Problem statement:
Output everything from the line containing "of the sign" down to the end of the material below as a JSON list of strings, one string per line, leaving out blank lines.
-- START --
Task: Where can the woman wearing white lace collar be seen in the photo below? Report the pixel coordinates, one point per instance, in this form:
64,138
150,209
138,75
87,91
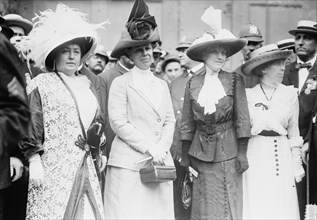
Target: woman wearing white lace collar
274,149
215,129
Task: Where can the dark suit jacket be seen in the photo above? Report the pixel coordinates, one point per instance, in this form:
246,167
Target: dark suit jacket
104,82
215,136
306,102
14,110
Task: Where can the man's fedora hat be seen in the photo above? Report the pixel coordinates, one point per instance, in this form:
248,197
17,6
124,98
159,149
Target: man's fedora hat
141,29
251,32
8,32
263,55
168,59
18,20
305,26
223,38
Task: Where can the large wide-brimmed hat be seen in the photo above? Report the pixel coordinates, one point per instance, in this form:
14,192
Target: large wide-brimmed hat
18,20
305,26
224,39
52,29
251,33
6,31
286,44
261,56
141,29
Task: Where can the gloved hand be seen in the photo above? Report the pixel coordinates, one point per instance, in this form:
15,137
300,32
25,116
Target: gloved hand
158,154
299,171
93,134
36,170
16,168
103,163
242,160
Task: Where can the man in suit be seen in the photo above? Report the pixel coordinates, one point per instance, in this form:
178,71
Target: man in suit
14,118
105,79
97,62
303,75
253,35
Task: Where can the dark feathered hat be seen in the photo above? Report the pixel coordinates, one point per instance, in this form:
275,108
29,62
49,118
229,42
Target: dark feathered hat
141,29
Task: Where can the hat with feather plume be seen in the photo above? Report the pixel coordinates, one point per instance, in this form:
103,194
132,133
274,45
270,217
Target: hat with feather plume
53,29
141,29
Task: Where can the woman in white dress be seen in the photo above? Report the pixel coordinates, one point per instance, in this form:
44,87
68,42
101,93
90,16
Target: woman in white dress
274,149
142,117
62,146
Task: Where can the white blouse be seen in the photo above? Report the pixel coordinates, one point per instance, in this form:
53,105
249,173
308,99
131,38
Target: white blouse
279,114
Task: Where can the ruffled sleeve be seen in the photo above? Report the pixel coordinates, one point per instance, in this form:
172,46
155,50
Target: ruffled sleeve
32,143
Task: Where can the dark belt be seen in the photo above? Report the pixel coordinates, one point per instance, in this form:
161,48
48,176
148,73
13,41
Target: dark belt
270,133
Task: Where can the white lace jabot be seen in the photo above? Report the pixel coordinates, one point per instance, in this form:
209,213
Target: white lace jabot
211,92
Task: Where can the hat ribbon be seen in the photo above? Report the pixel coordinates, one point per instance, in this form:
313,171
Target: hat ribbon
303,65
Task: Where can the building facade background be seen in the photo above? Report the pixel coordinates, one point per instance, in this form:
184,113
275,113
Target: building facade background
179,18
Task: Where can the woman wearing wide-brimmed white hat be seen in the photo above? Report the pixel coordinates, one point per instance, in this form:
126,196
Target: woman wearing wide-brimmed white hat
274,149
215,129
62,146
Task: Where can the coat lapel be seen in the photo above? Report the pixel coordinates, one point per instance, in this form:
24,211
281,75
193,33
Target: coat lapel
141,94
312,72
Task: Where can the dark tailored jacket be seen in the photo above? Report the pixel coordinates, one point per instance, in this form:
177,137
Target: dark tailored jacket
215,136
14,110
249,80
104,82
177,89
306,102
313,159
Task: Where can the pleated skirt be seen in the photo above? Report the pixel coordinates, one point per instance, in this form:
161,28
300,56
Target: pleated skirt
126,197
269,190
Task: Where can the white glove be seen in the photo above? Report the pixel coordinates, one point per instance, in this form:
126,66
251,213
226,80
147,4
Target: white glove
299,171
158,154
36,170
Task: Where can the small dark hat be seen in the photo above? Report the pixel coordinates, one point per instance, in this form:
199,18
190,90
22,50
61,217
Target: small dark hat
251,32
141,29
305,26
18,20
168,59
286,44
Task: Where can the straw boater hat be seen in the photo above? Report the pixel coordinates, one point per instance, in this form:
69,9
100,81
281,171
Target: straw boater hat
286,44
305,26
18,20
141,29
53,29
218,37
8,32
263,55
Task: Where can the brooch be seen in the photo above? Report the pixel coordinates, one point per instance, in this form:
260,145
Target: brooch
259,104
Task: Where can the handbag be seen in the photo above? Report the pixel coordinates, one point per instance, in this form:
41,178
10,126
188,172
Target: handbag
158,173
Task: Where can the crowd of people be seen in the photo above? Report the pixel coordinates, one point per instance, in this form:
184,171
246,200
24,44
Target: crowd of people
78,122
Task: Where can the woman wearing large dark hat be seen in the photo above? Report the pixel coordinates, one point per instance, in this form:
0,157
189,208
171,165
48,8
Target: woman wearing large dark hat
215,128
274,149
141,115
62,146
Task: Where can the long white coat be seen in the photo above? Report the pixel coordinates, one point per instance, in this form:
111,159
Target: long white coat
139,122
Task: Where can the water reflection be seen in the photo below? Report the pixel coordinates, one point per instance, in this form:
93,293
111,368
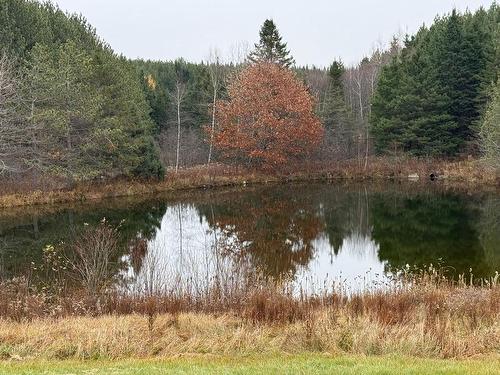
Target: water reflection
308,235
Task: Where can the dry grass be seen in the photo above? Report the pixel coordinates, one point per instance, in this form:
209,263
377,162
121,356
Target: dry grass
470,172
426,317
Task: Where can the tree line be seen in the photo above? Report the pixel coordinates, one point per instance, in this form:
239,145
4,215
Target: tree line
71,107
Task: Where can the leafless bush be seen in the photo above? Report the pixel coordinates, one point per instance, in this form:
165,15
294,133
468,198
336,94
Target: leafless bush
93,249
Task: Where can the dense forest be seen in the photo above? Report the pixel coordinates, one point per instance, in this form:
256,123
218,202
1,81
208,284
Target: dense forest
71,107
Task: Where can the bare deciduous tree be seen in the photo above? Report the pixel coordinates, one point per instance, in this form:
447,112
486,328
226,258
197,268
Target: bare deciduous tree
178,96
93,249
216,79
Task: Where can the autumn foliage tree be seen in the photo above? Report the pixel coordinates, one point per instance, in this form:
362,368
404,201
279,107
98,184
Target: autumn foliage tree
268,119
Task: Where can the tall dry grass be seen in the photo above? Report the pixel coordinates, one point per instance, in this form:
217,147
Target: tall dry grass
425,315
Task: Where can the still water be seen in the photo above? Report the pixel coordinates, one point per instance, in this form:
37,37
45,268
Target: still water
307,234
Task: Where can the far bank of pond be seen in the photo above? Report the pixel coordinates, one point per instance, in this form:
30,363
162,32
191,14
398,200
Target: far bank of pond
465,174
308,234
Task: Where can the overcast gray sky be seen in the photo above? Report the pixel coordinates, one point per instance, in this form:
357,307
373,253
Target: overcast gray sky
317,31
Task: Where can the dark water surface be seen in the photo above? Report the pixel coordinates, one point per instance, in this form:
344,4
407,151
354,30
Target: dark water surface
309,234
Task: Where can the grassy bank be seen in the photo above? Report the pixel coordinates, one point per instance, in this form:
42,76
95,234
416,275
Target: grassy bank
427,318
470,172
285,364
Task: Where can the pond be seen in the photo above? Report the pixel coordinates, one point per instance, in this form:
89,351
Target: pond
308,234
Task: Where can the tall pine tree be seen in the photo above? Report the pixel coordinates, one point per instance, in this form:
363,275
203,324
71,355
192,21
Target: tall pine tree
271,48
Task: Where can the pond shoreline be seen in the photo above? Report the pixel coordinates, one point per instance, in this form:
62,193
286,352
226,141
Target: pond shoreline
465,174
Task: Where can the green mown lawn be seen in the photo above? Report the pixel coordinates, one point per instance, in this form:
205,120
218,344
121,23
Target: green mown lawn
303,364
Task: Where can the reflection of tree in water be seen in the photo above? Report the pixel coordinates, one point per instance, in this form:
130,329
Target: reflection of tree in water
489,228
424,228
23,237
346,215
273,228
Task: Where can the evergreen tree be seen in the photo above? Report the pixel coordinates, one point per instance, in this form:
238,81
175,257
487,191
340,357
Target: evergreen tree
430,99
490,130
85,114
334,114
271,48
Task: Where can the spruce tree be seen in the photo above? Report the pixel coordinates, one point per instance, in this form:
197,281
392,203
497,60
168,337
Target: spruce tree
334,113
271,48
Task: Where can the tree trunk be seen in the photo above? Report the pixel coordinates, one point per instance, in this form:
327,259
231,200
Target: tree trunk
178,130
213,128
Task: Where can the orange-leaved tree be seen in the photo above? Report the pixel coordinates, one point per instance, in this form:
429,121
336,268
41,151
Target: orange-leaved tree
268,119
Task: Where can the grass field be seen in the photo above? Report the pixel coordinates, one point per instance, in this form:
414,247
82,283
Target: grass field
301,364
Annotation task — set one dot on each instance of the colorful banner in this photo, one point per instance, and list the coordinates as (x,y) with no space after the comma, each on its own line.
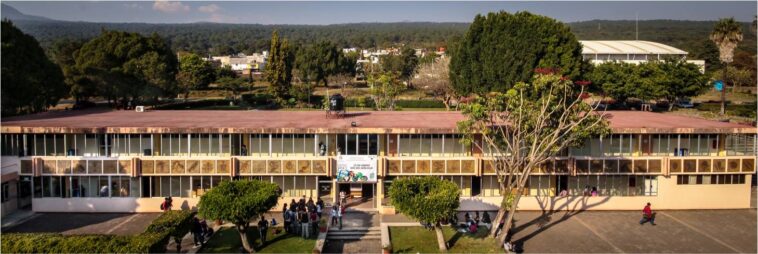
(356,168)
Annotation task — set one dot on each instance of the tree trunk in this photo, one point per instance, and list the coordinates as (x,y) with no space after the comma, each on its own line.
(508,221)
(723,90)
(242,230)
(440,237)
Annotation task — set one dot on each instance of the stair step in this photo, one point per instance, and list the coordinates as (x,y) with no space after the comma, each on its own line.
(355,233)
(365,237)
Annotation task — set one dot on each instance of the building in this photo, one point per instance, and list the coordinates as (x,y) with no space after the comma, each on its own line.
(242,63)
(634,52)
(124,161)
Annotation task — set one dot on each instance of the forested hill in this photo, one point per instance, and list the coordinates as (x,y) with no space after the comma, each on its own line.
(228,38)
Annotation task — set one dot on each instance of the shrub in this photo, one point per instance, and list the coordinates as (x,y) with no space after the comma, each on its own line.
(154,239)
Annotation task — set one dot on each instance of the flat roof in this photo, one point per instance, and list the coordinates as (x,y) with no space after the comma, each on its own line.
(629,47)
(230,121)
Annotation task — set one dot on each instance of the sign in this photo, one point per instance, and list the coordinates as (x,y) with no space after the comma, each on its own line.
(718,85)
(356,168)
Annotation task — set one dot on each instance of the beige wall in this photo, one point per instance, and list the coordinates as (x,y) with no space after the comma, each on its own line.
(670,196)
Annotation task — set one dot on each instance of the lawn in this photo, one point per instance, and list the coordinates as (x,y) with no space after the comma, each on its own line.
(420,240)
(227,240)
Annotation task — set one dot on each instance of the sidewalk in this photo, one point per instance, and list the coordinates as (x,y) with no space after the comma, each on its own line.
(17,217)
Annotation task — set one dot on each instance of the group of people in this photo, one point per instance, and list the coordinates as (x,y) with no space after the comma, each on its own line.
(200,231)
(302,217)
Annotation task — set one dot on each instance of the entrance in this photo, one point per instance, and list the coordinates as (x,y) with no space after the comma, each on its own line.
-- END --
Output of the exercise:
[
  "Annotation task — set one dot on each instance of the sign in this photo, one point per instance, and list the coordinates as (x,y) with no space after the comma, each on its own line.",
  "(718,85)",
  "(356,168)",
  "Annotation task — set one dot on each instance of the beige wall in this photo, one point per instance, and list the coordinates as (x,y) with no space after the comma, each on its own line.",
  "(670,196)",
  "Annotation task — set one dot on each instance of the lawn in this photo, one point per instance, and list the coordinates as (x,y) with no space after the comma, each on its own line.",
  "(420,240)",
  "(227,240)",
  "Annotation task — set one dot on each instance of the sidewalk in this photo, one point per instance, and list the coordinates as (x,y) with no space after the comma, each on its own line.",
  "(17,217)",
  "Annotation task — set one dot on each instance of the group of people in this photo, one point per instance, and list the coordinates as (x,y) with no space after the comma, each on its own line.",
  "(200,231)",
  "(302,217)",
  "Annotation task — set one dot on each instance of the entrance in this photo, one point per instance, and list the coordinates as (x,y) with no space after the comma, each on its own line."
]